* _Supplied information_:
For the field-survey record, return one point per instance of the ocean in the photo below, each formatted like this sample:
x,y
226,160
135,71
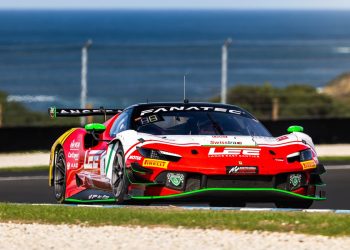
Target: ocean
x,y
140,56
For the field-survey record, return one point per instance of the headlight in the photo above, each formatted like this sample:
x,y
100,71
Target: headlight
x,y
301,156
158,154
306,155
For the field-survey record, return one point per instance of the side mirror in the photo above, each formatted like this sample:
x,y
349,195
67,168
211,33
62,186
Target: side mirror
x,y
95,128
295,128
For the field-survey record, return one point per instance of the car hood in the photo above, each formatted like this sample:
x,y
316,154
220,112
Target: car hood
x,y
221,140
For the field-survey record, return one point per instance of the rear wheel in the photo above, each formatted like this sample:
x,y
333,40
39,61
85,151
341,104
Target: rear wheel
x,y
303,204
60,176
120,181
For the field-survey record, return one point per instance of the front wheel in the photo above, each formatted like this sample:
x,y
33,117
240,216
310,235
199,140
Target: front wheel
x,y
304,204
60,176
120,181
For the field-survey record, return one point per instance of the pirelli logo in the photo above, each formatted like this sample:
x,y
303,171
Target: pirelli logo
x,y
155,163
308,164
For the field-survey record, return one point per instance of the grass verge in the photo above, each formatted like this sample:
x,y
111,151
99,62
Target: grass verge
x,y
328,224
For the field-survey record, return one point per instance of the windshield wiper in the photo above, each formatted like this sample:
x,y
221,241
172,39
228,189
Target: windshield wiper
x,y
216,125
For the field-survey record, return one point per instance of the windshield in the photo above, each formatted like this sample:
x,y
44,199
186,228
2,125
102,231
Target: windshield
x,y
199,123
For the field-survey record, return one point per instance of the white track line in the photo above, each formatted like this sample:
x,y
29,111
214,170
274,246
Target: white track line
x,y
23,178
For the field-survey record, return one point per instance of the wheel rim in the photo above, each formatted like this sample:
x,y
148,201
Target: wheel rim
x,y
118,175
60,167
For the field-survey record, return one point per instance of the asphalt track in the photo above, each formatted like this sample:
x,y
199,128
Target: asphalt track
x,y
32,187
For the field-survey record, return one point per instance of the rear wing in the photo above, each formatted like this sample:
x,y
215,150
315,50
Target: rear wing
x,y
55,112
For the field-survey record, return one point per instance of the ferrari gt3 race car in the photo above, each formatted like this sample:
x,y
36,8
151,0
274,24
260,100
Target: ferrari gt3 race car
x,y
205,152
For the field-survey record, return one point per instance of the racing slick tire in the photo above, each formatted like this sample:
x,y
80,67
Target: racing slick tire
x,y
59,176
304,204
120,182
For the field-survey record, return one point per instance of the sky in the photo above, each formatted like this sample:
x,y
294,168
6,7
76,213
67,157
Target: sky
x,y
175,4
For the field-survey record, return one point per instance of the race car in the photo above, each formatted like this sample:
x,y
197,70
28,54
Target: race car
x,y
198,152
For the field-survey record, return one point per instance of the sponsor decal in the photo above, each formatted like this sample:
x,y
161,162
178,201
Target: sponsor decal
x,y
282,138
73,155
155,163
308,164
176,179
190,108
241,170
225,143
98,197
74,145
234,152
135,157
294,181
94,159
73,165
57,112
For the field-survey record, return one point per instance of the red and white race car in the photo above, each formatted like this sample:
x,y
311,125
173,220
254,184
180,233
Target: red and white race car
x,y
204,152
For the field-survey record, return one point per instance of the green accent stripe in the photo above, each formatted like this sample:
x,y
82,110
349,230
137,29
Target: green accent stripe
x,y
89,201
229,189
202,191
110,156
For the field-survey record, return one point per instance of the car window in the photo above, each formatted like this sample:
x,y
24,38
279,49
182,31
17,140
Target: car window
x,y
121,123
199,123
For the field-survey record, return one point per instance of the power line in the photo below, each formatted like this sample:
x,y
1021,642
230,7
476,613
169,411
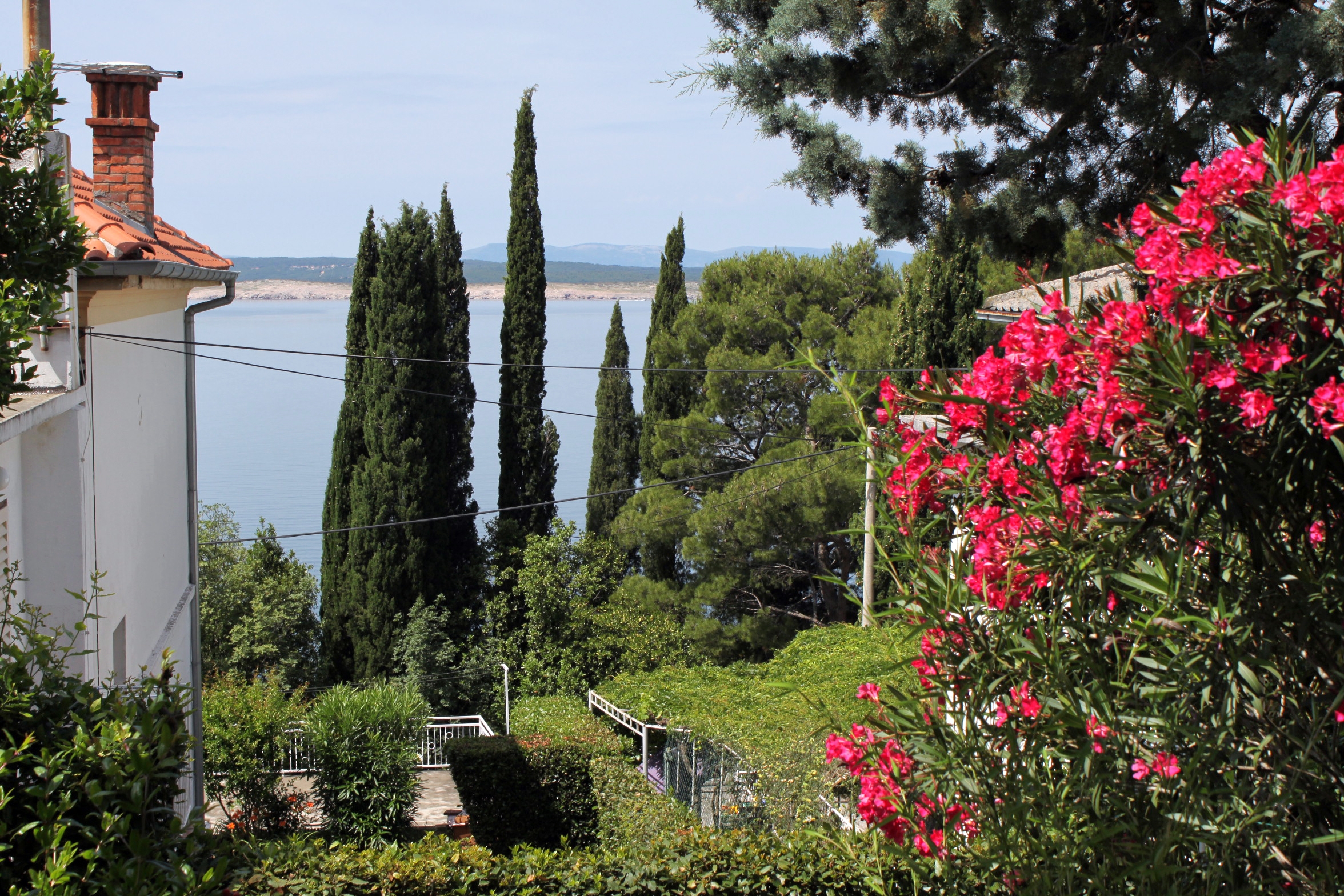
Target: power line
x,y
554,367
527,507
452,398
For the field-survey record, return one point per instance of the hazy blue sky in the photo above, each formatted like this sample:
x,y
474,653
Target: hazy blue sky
x,y
293,117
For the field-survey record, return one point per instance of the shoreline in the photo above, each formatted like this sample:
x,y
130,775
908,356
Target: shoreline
x,y
307,290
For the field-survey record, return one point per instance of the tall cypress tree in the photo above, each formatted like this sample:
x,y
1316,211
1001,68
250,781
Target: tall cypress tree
x,y
349,450
415,427
616,435
527,442
667,397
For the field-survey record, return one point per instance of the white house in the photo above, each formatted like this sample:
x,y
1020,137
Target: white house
x,y
98,462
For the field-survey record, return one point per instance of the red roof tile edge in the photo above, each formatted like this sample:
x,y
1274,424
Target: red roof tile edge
x,y
113,237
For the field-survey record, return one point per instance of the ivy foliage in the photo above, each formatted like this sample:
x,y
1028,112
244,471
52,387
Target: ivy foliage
x,y
41,239
1065,113
776,715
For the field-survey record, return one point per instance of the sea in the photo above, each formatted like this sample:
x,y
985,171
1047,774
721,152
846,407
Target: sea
x,y
265,422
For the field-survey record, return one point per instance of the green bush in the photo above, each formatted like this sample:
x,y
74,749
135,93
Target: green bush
x,y
365,745
689,862
245,726
776,715
89,779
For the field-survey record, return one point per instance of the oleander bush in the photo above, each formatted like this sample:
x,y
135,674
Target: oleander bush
x,y
677,863
1121,537
90,778
245,725
365,746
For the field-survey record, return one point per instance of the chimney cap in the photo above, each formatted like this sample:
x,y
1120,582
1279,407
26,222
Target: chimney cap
x,y
115,69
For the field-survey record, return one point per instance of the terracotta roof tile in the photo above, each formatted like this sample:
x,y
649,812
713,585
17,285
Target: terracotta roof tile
x,y
112,235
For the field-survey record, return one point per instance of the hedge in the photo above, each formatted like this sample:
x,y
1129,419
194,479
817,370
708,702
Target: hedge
x,y
690,862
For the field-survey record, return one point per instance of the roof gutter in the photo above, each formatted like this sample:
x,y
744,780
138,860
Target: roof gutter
x,y
229,278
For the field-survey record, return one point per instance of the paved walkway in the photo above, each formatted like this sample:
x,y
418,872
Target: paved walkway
x,y
438,794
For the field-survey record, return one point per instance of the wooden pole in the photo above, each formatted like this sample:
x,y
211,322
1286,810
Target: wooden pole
x,y
37,30
870,522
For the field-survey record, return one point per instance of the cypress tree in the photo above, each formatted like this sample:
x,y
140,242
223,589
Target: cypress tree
x,y
417,429
667,397
616,437
937,323
527,442
338,605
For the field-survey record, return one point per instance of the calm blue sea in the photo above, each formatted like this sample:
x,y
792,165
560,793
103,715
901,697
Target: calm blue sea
x,y
265,437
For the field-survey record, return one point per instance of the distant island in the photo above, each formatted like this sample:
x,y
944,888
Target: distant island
x,y
563,265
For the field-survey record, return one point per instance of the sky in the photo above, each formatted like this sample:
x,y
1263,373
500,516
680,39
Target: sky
x,y
295,117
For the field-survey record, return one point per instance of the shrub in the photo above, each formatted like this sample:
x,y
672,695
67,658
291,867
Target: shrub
x,y
365,745
690,862
88,778
245,725
1123,542
774,715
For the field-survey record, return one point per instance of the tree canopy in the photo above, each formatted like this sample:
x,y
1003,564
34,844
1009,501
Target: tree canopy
x,y
1065,113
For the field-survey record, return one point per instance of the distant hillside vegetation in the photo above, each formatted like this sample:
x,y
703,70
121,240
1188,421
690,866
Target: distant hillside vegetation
x,y
339,270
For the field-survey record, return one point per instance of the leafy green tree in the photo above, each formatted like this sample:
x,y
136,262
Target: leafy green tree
x,y
41,239
1065,112
616,435
757,550
527,445
582,625
341,606
415,429
257,605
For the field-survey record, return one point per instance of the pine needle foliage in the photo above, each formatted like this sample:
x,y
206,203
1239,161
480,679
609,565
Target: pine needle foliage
x,y
349,450
616,435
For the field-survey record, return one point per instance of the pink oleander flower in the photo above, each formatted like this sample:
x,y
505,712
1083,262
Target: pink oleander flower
x,y
1166,765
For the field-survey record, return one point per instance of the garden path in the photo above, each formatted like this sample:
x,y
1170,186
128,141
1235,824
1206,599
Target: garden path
x,y
438,794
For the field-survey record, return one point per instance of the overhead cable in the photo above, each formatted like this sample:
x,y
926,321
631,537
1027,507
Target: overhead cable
x,y
529,507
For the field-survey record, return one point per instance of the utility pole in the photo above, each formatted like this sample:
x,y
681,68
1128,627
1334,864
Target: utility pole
x,y
37,30
870,522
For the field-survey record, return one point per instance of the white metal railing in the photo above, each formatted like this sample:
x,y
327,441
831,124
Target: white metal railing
x,y
433,745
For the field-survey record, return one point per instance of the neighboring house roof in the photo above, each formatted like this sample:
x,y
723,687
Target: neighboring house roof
x,y
115,237
1009,307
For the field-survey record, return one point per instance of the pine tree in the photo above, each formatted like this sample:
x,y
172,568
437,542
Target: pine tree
x,y
936,319
415,430
667,397
338,606
616,435
527,441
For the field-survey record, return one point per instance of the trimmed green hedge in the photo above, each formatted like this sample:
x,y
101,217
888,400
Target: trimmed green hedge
x,y
690,862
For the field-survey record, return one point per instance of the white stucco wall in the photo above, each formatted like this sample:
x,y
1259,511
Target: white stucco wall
x,y
140,485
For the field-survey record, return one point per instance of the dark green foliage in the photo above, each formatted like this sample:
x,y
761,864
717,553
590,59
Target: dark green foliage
x,y
757,550
245,725
666,395
365,746
616,434
691,860
341,606
936,316
581,623
527,446
41,241
417,434
1086,106
257,605
89,778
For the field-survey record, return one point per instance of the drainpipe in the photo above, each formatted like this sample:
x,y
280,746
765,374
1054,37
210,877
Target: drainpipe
x,y
198,751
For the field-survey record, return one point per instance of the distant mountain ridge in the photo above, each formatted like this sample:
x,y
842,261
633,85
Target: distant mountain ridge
x,y
583,263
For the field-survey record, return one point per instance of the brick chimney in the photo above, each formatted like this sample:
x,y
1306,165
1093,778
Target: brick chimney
x,y
124,140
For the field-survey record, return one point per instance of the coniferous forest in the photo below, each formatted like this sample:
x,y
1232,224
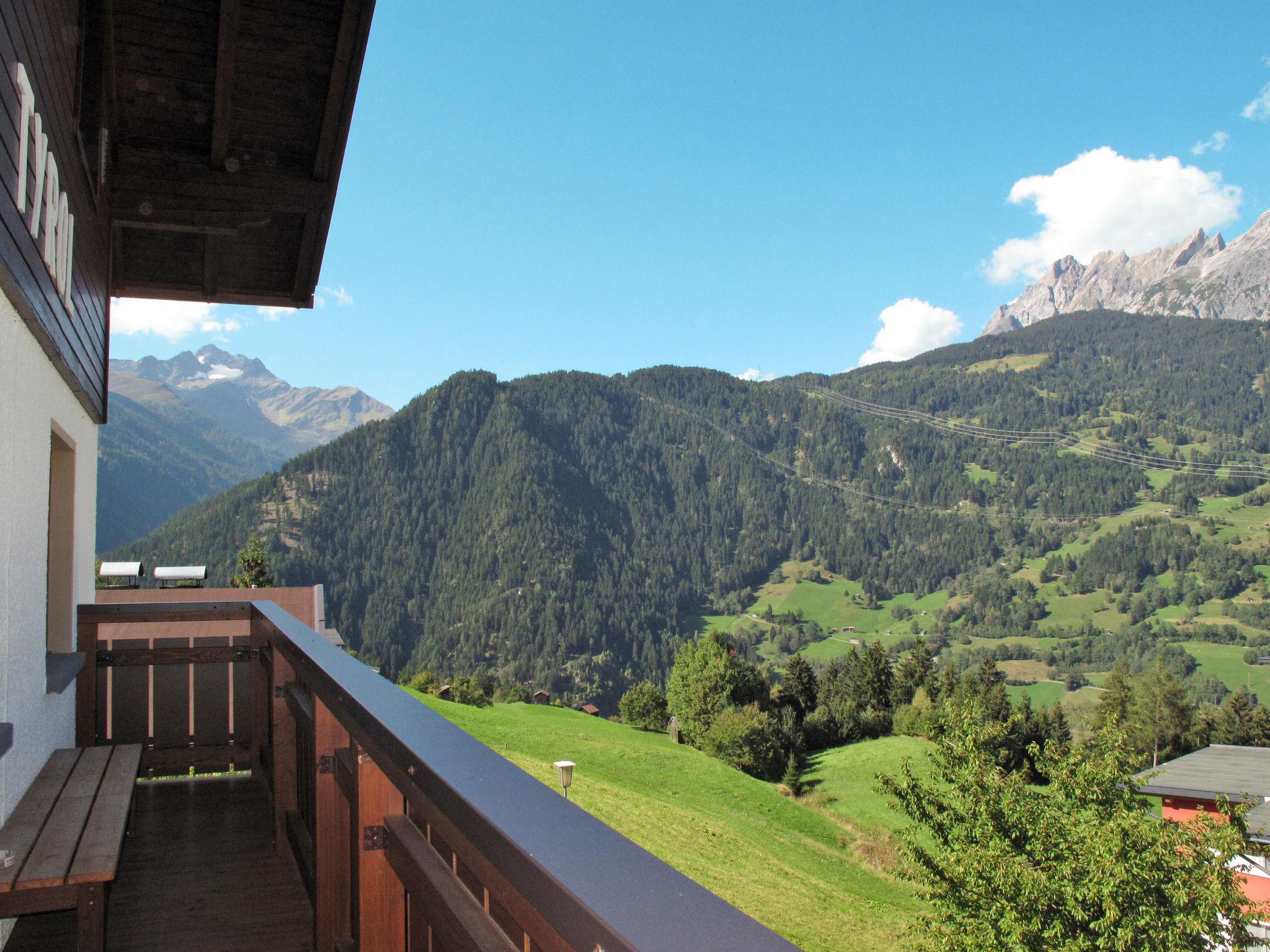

* _Task requirements_: Print the entries verbatim from the line containing "of the brick" through the last line of the entries, including both of those lines, and omit the pictures.

* _Output of the exercise_:
For the field-survey record, return one point per instance of the brick chimney in the photo above, each formatted like this sample:
x,y
1306,165
1093,778
Target: brick chimney
x,y
124,140
For the field-survey record, return one point per instance of the coniferous forest in the photo below, each formatted like this sample:
x,y
1232,224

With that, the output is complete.